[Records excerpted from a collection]
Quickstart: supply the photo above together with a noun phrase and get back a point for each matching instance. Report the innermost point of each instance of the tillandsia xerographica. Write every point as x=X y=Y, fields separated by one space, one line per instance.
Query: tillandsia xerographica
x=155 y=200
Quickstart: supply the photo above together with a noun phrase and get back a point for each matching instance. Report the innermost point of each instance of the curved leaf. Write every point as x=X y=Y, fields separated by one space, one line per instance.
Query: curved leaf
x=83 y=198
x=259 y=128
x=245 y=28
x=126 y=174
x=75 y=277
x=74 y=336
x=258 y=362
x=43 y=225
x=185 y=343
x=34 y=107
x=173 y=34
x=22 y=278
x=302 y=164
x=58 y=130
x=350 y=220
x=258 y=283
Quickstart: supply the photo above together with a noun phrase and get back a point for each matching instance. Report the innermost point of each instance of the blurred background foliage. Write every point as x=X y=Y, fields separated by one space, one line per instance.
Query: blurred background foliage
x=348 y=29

* * *

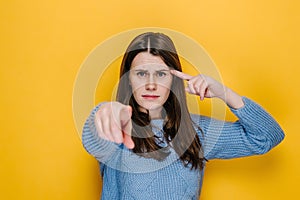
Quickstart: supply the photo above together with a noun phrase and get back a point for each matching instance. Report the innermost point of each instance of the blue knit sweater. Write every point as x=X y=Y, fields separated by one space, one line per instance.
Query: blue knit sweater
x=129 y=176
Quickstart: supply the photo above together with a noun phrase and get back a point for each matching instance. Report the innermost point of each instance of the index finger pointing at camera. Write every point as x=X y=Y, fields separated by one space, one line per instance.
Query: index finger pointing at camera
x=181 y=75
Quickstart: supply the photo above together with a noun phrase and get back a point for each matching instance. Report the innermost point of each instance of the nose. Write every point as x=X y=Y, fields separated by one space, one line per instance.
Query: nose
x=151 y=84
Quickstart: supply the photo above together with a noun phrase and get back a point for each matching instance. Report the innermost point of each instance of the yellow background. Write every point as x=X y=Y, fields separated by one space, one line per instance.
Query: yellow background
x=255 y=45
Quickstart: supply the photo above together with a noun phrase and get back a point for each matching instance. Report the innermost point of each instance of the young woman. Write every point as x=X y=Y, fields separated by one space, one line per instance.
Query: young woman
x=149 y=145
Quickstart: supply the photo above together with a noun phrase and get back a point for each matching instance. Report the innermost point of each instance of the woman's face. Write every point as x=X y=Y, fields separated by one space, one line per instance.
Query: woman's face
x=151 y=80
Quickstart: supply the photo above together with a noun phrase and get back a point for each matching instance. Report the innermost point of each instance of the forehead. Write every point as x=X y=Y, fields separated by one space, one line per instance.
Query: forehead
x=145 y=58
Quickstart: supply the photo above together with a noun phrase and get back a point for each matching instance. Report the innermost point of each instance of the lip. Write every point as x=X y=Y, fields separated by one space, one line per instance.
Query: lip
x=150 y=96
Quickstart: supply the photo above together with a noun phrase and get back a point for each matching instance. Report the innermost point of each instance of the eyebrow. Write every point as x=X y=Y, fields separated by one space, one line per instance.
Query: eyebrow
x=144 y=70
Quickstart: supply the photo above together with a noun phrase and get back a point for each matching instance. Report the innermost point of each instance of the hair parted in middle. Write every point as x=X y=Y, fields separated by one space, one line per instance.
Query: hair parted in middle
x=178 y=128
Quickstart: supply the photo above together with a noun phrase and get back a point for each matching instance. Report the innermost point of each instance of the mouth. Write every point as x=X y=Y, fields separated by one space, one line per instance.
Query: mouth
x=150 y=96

SHORT TASK: Convert the lines from the one containing "of the nose." through the one containing "Query: nose", inclusive, into a Markdown table with the columns Number and Text. Number each line and leave out any blank lines.

OUTPUT FOR THIS EXERCISE:
| Number | Text |
|---|---|
| 1 | Quickstart: supply the photo above together with a noun phrase and get back a point for each matching instance. Report the innermost point of each instance of the nose. Write every point as x=X y=Y, fields separated by one space, one line per instance. |
| 2 | Query: nose |